How does brand get so many blocks, dude is like 6'5


----------



## futuristxen (Jun 26, 2003)

I think Brand looks better than KG at this point in the season.


----------



## futuristxen (Jun 26, 2003)

Isn't Brand like Lebron's size but with longer arms?


----------



## remy23 (Aug 15, 2002)

Brand is 20 pounders heavier than James. EB is 275.


----------



## spongyfungy (Oct 22, 2003)

futuristxen said:


> Isn't Brand like Lebron's size but with longer arms?


 Z can't guard Brand. They need Gooden on him to at least match his size. Elton is just bullcharging him.


----------



## futuristxen (Jun 26, 2003)

I can't believe the Bulls traded Brand for Tyson Chandler. Not sure which is more embarrassing, trading Artest and Brad Miller for Jalen Rose, or trading Brand for Chandler.


----------



## futuristxen (Jun 26, 2003)

spongyfungy said:


> Z can't guard Brand. They need Gooden on him to at least match his size. Elton is just bullcharging him.


Gooden can't guard Brand either. Have you been watching? Z's only been guarding Brand to end the quarter. Brand is lighting up everyone on the Cavs frontline.

One idea might be to put Lebron on him and force him to post up. If you could do it without Lebron fouling him, it would at least stop Brand from driving. 

Kind of an outside the box idea.


----------



## AndriuskeviciusFuture (Nov 18, 2005)

Why do we always have these weak 3rd Quarters, let's see if Lebron can turn it up yet again in the 4th.


----------



## Pioneer10 (Sep 30, 2004)

Marshall is killing us he needs to hit these damn shots


----------



## Benedict_Boozer (Jul 16, 2004)

We need somebody to get hot or I think we're gonna lose this one..


----------



## Benedict_Boozer (Jul 16, 2004)

Pioneer10 said:


> Marshall is killing us he needs to hit these damn shots


What is wrong with Marshall? He is looking like 10 years older than he did early in the season, not jsut his 3's either. Early in the year he was crashing the boards, cutting in the lane, etc.


----------



## AndriuskeviciusFuture (Nov 18, 2005)

D Marsh comon man, 1-9 from the field and missing the freebies.

Damn...


----------



## Pioneer10 (Sep 30, 2004)

Another game that I don't like: eeehhh these last 2 have been two close to my liking LOL


----------



## Benedict_Boozer (Jul 16, 2004)

GUARD THE 3PT LINE! DAMN thats annoying.


----------



## Pioneer10 (Sep 30, 2004)

God our defense just sucks


----------



## futuristxen (Jun 26, 2003)

* PROVIDED DATA *
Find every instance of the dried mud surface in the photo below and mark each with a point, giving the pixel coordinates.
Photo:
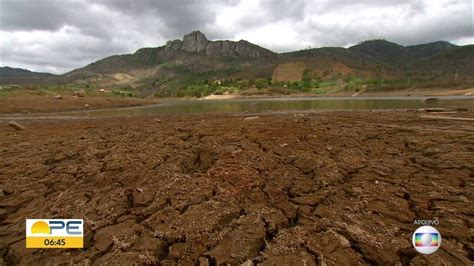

* TASK *
Answer these questions using the basketball forum thread.
(a) What weight does remy23 give for EB?
(b) According to futuristxen, the Bulls traded Brand for which player?
(c) What shooting line from the field does AndriuskeviciusFuture give for D Marsh?

* RIGHT ANSWER *
(a) 275
(b) Tyson Chandler
(c) 1-9